AIM OF THE EXERCISE: Please reproduce the entries below word for word, keeping every line unchanged.

****************

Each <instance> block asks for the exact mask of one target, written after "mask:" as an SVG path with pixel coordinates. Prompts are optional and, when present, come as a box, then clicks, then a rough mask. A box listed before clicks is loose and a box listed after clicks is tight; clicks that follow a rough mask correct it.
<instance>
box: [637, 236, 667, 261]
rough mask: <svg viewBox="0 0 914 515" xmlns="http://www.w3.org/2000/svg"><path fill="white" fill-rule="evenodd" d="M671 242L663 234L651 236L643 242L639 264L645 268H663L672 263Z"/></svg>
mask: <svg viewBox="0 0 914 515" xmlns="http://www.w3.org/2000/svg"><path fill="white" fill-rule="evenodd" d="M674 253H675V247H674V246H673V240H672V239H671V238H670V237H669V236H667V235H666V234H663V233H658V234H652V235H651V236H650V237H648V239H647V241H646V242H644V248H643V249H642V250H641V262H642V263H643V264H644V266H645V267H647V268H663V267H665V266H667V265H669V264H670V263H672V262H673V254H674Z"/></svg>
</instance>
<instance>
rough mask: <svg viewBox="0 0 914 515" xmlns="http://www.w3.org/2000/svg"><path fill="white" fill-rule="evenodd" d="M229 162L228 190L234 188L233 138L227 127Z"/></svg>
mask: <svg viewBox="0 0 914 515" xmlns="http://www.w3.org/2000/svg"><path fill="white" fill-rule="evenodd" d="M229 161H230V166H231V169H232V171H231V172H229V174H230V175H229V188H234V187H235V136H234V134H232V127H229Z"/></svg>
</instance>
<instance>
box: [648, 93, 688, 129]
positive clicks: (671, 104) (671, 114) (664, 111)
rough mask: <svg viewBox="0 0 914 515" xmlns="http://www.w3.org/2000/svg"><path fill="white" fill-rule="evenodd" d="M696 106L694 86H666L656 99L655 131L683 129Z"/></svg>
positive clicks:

****************

EXPECTED OUTPUT:
Each <instance> block asks for the exact mask of one target, written after "mask:" as an SVG path with pixel coordinates. Prompts are optional and, when present, come as a box, then clicks, then a rough mask. A box listed before clicks is loose and a box listed after clicks is tight; clicks that follow a rough mask correct it.
<instance>
box: [637, 236, 667, 261]
rough mask: <svg viewBox="0 0 914 515" xmlns="http://www.w3.org/2000/svg"><path fill="white" fill-rule="evenodd" d="M671 242L663 234L651 236L643 242L639 264L645 268H663L672 263Z"/></svg>
mask: <svg viewBox="0 0 914 515" xmlns="http://www.w3.org/2000/svg"><path fill="white" fill-rule="evenodd" d="M674 253H675V247H674V246H673V240H672V239H671V238H670V237H669V236H667V235H666V234H663V233H658V234H652V235H651V236H650V237H648V239H647V241H646V242H644V248H643V249H642V250H641V262H642V263H643V264H644V266H645V267H647V268H663V267H665V266H667V265H669V264H670V263H672V262H673V254H674Z"/></svg>
</instance>
<instance>
rough mask: <svg viewBox="0 0 914 515" xmlns="http://www.w3.org/2000/svg"><path fill="white" fill-rule="evenodd" d="M229 162L228 190L234 188L233 138L227 127Z"/></svg>
mask: <svg viewBox="0 0 914 515" xmlns="http://www.w3.org/2000/svg"><path fill="white" fill-rule="evenodd" d="M229 161H230V166H231V169H232V171H231V172H229V174H230V175H229V188H234V187H235V136H234V134H232V127H229Z"/></svg>
</instance>
<instance>
box: [648, 93, 688, 129]
positive clicks: (671, 104) (671, 114) (664, 111)
rough mask: <svg viewBox="0 0 914 515" xmlns="http://www.w3.org/2000/svg"><path fill="white" fill-rule="evenodd" d="M696 106L694 86H666L656 99L655 131L683 129Z"/></svg>
positive clicks:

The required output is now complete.